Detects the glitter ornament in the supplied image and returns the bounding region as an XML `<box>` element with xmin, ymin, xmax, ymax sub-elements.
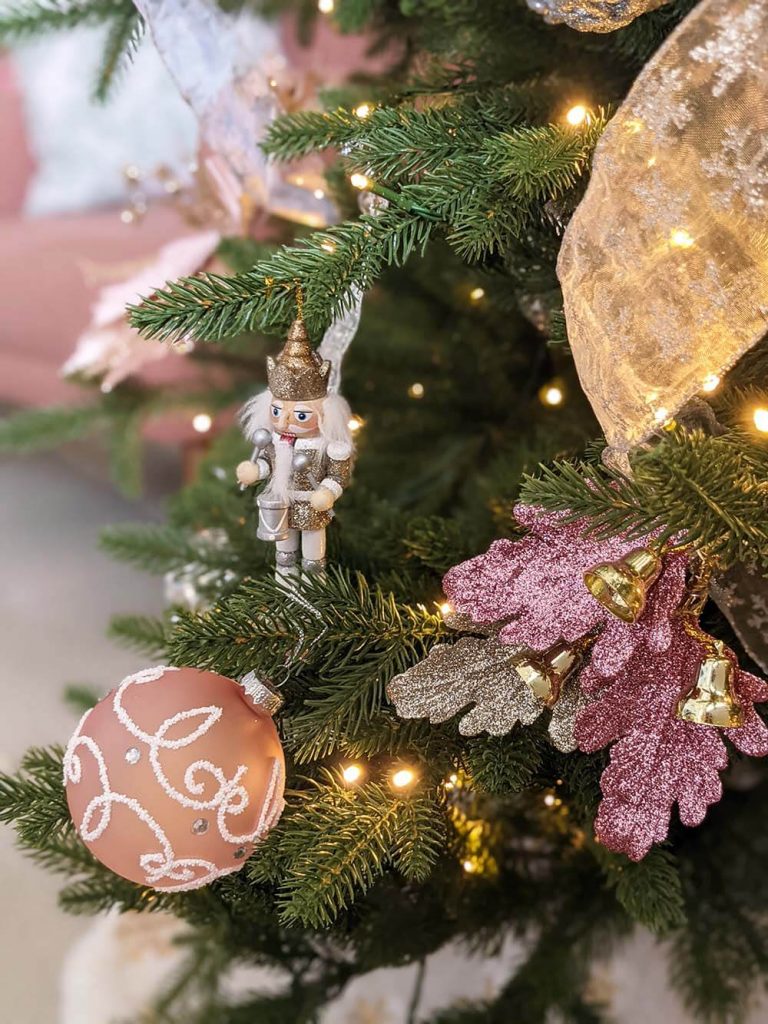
<box><xmin>526</xmin><ymin>0</ymin><xmax>667</xmax><ymax>32</ymax></box>
<box><xmin>575</xmin><ymin>620</ymin><xmax>768</xmax><ymax>860</ymax></box>
<box><xmin>387</xmin><ymin>621</ymin><xmax>590</xmax><ymax>752</ymax></box>
<box><xmin>442</xmin><ymin>505</ymin><xmax>768</xmax><ymax>860</ymax></box>
<box><xmin>443</xmin><ymin>505</ymin><xmax>689</xmax><ymax>675</ymax></box>
<box><xmin>63</xmin><ymin>668</ymin><xmax>285</xmax><ymax>892</ymax></box>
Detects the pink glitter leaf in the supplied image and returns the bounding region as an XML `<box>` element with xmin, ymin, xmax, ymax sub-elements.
<box><xmin>443</xmin><ymin>505</ymin><xmax>687</xmax><ymax>676</ymax></box>
<box><xmin>595</xmin><ymin>719</ymin><xmax>728</xmax><ymax>860</ymax></box>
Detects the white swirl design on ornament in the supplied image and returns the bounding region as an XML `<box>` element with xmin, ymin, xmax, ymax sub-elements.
<box><xmin>63</xmin><ymin>668</ymin><xmax>284</xmax><ymax>892</ymax></box>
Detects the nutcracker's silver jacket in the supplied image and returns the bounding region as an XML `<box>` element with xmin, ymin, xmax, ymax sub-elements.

==========

- **WHAT IS BEING ASKED**
Copy all of the records above word for word, leaving out the pictures.

- **ANSWER TO THE PROBLEM**
Detects the glitter ornament in the supplied image and returns the bounding region as an XML `<box>` element with xmin, ymin, xmax, ymax sub-elements.
<box><xmin>526</xmin><ymin>0</ymin><xmax>667</xmax><ymax>32</ymax></box>
<box><xmin>575</xmin><ymin>620</ymin><xmax>768</xmax><ymax>860</ymax></box>
<box><xmin>387</xmin><ymin>621</ymin><xmax>590</xmax><ymax>752</ymax></box>
<box><xmin>442</xmin><ymin>505</ymin><xmax>768</xmax><ymax>860</ymax></box>
<box><xmin>443</xmin><ymin>505</ymin><xmax>689</xmax><ymax>675</ymax></box>
<box><xmin>63</xmin><ymin>668</ymin><xmax>285</xmax><ymax>892</ymax></box>
Detects the pink glitter leaf in the supplied image and returns the bounding region as an XML `<box>` element with xmin, ymin, xmax, ymax sub-elements.
<box><xmin>443</xmin><ymin>505</ymin><xmax>687</xmax><ymax>676</ymax></box>
<box><xmin>595</xmin><ymin>719</ymin><xmax>728</xmax><ymax>860</ymax></box>
Detects the white swirl design on ornament in the supplied image and returns the bounding region as an XML `<box>` element with xmin, ymin, xmax, ymax sub-elements.
<box><xmin>63</xmin><ymin>668</ymin><xmax>284</xmax><ymax>892</ymax></box>
Detects the nutcracker's silver jacket in the supplied image and returns the bounding region as an XML `<box>` element with xmin, ymin, xmax, ymax sub-elements.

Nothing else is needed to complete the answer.